The first paragraph of the article below on the Copilot lawsuit names several claims besides running afoul of the DMCA. List every one of them.

Excerpt
########

Image: Copilot

Microsoft, GitHub, and OpenAI are on the receiving end of an interesting new lawsuit, with a couple of plaintiffs accusing them of running afoul of the Digital Millennium Copyright Act (“DMCA”), and also engaging in breach of contract, tortious interference, fraud, false designation, unjust enrichment, and unfair competition in connection with Copilot, a subscription-based AI tool co-developed by GitHub and OpenAI. At the heart of the plaintiffs’ suit: Their claim that the defendants used their copyright-protected source code as training data for Copilot, which enables software developers to easily generate code by “turning natural language prompts into coding suggestions across dozens of languages.”

According to the plaintiffs, open-source code repository GitHub, OpenAI (which created the GPT-3 language model used to create Copilot), GitHub owner and OpenAI investor Microsoft (the “defendants”) used data that they sourced from publicly accessible repositories on GitHub to train Copilot. The plaintiffs assert that they “posted such code or other works under cer­tain open-source licenses on GitHub,” and that all of those licenses require attribution of the author’s name and copyright. The problem, they claim, is that in using their code, the defendants stripped the “attribution, copyright notice, and license terms from their code in violation of the licenses and the plaintiffs’ and the class’s rights.” 

Now, the plaintiffs argue that Microsoft and co. are using Copilot to “distribute the now-anonymized code to Copilot users as if it were created by Copilot.” 

In addi­tion to allegedly vio­lat­ing the attri­bu­tion require­ments of the open-source licenses, the plaintiffs contend that, among other things, the defendants breached GitHub’s own terms of service and privacy policies (giving rise to contract claims), DMCA § 1202, which forbids the removal of copyright-management information, and the California Consumer Privacy Act. They are seeking certification of the proposed class action case, injunctive relief, and damages, stating that their estimates of statutory damages for the defendants’ “direct violations of DMCA Section 1202, alone, will exceed $9 million.” (That figure represents “minimum statutory damages ($2,500) incurred three times for each of the 1.2 million Copilot users Microsoft reported in June 2022,” the plaintiffs assert.)

Reflecting on the newly initiated lawsuit, Bristows LLP’s Toby Headdon, Anneke Pol and Toby Crick stated in a note that this appears to be “the first U.S. class action challenging the training and output of an AI model and is therefore likely to been keenly watched by developers, data scientists, and lawyers in the field.”

########

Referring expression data
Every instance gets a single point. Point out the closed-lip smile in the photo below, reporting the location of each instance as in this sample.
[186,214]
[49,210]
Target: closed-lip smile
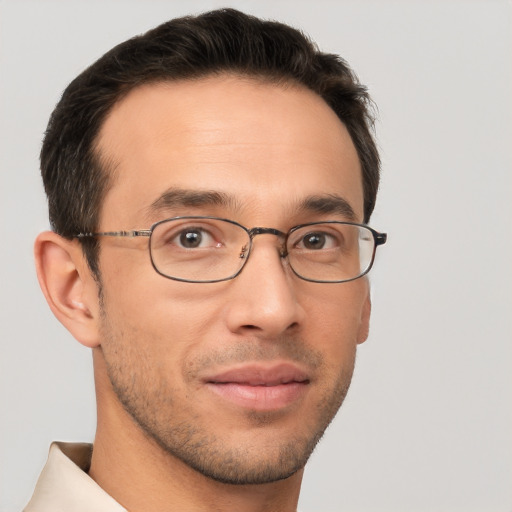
[263,387]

########

Completed exercise
- Breach of contract
- Tortious interference
- Fraud
- False designation
- Unjust enrichment
- Unfair competition